# Extracted information
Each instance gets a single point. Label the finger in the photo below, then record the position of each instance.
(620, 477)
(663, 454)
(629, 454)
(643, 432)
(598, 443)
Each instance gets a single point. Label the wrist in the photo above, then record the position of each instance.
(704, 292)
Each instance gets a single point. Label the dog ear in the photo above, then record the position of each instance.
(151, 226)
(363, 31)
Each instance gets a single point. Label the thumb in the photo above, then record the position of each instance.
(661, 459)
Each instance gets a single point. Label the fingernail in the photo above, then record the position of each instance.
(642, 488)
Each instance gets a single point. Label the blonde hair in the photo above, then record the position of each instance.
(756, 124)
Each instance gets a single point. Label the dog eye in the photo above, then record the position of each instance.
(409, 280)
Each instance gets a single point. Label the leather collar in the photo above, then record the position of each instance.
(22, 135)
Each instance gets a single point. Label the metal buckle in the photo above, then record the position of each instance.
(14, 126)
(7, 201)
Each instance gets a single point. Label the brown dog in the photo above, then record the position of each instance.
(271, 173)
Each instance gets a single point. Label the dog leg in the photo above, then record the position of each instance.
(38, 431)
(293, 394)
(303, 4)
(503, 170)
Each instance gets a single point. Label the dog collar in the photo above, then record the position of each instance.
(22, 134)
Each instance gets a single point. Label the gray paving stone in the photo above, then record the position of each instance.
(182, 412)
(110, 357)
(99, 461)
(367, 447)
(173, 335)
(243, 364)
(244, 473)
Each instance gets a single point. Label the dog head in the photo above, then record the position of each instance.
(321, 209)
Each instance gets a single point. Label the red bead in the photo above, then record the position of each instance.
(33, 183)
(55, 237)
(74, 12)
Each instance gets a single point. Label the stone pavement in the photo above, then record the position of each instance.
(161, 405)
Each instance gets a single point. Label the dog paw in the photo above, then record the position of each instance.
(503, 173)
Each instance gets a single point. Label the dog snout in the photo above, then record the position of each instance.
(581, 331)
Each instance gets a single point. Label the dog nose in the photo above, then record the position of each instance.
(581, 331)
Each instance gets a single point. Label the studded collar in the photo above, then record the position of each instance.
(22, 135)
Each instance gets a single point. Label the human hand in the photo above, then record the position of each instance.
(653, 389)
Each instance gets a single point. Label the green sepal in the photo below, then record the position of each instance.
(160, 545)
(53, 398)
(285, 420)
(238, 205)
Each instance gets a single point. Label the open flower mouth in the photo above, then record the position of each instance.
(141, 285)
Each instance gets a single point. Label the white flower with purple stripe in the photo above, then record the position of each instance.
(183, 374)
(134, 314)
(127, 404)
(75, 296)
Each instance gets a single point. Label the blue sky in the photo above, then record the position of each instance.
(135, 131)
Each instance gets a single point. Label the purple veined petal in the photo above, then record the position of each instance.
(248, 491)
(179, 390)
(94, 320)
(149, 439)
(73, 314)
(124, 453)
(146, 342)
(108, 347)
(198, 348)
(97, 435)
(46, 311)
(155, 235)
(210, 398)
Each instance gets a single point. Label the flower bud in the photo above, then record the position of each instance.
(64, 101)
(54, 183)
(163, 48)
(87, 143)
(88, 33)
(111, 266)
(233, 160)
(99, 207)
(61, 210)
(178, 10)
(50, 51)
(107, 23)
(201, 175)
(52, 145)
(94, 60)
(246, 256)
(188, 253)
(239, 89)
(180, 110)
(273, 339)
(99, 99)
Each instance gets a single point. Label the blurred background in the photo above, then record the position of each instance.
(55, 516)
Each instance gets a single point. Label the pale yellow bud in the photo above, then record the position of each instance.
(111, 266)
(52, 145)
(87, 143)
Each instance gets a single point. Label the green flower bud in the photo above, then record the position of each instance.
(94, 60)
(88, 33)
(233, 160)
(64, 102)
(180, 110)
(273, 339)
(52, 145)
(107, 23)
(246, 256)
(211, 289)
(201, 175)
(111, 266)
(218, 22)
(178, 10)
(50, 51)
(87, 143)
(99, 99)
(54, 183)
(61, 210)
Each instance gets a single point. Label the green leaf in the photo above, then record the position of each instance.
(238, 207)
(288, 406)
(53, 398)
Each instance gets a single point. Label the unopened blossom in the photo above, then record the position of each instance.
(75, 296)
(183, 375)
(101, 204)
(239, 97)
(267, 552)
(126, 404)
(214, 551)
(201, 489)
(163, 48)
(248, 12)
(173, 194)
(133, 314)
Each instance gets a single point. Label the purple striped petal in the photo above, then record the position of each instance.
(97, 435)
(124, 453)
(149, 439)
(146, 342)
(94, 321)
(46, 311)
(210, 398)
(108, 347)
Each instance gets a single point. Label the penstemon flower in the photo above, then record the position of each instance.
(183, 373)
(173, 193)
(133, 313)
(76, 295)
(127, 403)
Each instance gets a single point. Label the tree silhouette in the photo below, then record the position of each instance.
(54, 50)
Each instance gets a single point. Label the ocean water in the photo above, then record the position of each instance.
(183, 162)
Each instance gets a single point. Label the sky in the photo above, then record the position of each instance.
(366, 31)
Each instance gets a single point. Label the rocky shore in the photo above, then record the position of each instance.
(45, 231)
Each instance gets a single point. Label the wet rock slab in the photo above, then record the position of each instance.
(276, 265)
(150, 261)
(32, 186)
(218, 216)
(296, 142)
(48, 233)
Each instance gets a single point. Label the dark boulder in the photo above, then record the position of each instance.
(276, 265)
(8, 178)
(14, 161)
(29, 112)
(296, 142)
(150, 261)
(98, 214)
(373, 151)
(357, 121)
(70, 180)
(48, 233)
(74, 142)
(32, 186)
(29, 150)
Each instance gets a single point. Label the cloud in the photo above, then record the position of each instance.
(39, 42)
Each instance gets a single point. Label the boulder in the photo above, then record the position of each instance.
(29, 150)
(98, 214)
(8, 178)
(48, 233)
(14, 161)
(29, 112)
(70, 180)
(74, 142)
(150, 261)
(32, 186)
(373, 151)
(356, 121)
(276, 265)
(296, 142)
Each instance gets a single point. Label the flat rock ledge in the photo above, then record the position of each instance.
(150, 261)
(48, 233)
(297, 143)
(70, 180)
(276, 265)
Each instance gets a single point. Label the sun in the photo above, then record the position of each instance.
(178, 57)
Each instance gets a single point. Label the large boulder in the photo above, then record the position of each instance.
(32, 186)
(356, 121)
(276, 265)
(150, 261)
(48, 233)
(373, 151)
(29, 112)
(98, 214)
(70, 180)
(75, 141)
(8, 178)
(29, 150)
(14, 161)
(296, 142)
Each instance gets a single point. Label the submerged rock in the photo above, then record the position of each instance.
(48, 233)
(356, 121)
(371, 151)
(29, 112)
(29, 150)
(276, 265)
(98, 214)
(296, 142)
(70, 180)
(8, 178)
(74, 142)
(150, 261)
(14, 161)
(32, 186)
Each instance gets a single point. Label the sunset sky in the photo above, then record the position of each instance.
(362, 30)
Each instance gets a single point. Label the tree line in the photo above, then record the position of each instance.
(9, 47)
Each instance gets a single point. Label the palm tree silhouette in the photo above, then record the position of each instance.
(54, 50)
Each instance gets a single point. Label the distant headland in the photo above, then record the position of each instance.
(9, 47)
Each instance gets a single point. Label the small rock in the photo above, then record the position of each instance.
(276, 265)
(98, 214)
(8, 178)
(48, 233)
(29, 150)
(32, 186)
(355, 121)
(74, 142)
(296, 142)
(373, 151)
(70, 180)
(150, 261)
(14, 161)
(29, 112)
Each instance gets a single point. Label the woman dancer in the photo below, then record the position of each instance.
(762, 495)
...
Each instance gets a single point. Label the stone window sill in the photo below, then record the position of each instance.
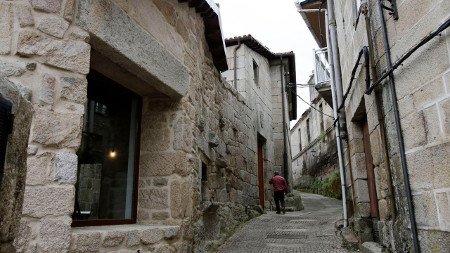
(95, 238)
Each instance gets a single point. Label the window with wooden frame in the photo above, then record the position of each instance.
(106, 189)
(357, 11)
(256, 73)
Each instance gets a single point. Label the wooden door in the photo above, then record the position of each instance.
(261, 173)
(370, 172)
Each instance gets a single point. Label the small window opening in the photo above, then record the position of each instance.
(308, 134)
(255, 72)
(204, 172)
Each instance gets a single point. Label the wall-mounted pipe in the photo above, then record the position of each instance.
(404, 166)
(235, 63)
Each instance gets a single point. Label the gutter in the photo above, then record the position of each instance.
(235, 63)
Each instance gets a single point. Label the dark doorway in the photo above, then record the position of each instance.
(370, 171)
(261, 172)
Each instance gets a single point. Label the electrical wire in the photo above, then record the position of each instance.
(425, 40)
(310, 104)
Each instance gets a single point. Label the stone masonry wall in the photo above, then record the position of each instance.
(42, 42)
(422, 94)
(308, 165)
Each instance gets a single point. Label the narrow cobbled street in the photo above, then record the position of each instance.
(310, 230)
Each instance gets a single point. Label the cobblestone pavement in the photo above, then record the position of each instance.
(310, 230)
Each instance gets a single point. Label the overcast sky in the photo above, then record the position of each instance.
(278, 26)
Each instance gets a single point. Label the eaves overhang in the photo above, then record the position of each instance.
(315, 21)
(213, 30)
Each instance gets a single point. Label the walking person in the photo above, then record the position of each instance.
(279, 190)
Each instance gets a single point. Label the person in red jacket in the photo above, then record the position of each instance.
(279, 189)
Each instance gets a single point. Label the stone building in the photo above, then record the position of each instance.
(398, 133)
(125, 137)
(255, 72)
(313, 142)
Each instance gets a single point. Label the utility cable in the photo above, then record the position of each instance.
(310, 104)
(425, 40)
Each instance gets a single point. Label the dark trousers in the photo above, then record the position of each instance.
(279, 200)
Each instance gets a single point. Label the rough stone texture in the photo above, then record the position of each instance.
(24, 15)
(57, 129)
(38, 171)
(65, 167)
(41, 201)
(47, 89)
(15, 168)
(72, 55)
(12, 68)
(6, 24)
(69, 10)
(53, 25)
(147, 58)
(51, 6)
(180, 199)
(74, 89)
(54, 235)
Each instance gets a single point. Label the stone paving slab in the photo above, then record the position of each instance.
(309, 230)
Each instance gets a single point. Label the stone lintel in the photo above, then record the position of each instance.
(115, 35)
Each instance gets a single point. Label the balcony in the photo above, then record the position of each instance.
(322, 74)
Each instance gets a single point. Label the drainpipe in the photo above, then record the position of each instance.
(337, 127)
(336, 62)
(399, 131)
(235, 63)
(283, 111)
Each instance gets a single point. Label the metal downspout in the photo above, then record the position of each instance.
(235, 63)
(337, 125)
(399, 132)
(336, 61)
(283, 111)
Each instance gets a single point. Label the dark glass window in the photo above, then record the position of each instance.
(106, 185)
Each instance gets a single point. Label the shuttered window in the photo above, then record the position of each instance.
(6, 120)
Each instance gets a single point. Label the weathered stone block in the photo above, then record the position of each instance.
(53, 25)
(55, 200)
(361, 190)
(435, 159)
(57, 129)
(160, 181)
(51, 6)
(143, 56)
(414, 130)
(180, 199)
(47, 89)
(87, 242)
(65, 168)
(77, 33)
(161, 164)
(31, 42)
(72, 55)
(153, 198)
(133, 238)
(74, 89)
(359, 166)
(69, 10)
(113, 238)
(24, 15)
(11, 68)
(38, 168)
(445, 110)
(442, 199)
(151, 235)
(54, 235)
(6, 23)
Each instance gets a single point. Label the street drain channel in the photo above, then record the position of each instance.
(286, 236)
...
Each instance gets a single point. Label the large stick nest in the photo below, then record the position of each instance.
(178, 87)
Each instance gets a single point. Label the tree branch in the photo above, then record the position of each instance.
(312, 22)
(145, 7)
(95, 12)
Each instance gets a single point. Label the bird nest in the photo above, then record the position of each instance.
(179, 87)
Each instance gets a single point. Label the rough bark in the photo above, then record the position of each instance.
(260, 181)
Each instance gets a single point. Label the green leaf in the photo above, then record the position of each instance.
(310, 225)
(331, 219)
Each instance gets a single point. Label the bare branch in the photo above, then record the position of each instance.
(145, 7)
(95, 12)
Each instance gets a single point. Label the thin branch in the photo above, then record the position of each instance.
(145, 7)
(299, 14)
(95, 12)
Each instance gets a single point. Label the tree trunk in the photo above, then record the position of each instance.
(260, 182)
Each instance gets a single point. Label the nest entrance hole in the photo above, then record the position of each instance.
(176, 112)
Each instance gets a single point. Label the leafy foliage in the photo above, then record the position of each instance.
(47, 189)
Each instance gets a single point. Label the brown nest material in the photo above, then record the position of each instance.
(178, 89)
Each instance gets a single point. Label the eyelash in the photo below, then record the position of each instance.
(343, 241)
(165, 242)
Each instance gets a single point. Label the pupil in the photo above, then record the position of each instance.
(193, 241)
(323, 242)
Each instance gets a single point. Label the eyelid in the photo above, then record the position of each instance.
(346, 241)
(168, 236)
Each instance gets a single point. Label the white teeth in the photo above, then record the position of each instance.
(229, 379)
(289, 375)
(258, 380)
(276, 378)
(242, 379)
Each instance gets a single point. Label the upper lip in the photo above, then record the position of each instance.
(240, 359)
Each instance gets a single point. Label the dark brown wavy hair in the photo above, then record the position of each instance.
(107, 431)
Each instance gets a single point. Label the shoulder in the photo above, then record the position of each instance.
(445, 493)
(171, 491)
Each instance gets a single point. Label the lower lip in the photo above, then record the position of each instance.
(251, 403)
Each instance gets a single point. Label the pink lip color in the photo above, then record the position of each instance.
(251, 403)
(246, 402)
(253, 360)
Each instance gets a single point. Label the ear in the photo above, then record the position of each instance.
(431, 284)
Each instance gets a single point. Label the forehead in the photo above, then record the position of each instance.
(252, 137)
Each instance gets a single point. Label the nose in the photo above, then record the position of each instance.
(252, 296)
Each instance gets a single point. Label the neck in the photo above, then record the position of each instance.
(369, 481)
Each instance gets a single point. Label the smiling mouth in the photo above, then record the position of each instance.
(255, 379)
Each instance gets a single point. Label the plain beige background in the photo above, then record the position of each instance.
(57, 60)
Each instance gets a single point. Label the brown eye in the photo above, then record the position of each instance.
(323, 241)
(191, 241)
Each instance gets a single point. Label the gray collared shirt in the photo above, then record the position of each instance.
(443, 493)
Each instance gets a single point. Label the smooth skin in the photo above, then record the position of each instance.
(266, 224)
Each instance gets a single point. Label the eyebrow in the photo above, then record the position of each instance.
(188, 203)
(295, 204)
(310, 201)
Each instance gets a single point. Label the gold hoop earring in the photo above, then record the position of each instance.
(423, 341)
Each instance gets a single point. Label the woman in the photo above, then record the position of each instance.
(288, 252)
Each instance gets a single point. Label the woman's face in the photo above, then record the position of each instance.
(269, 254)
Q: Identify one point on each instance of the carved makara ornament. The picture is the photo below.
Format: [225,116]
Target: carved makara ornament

# Instruction
Rewrite the material as a numbered list, starting at the line containing "Q: Identify one" and ending at the line containing "Target: carved makara ornament", with both of those lines included and any blank lines omitted.

# Response
1. Q: Identify one point on each instance of the carved makara ornament. The picture is the photo below.
2. Format: [225,116]
3. Target: carved makara ornament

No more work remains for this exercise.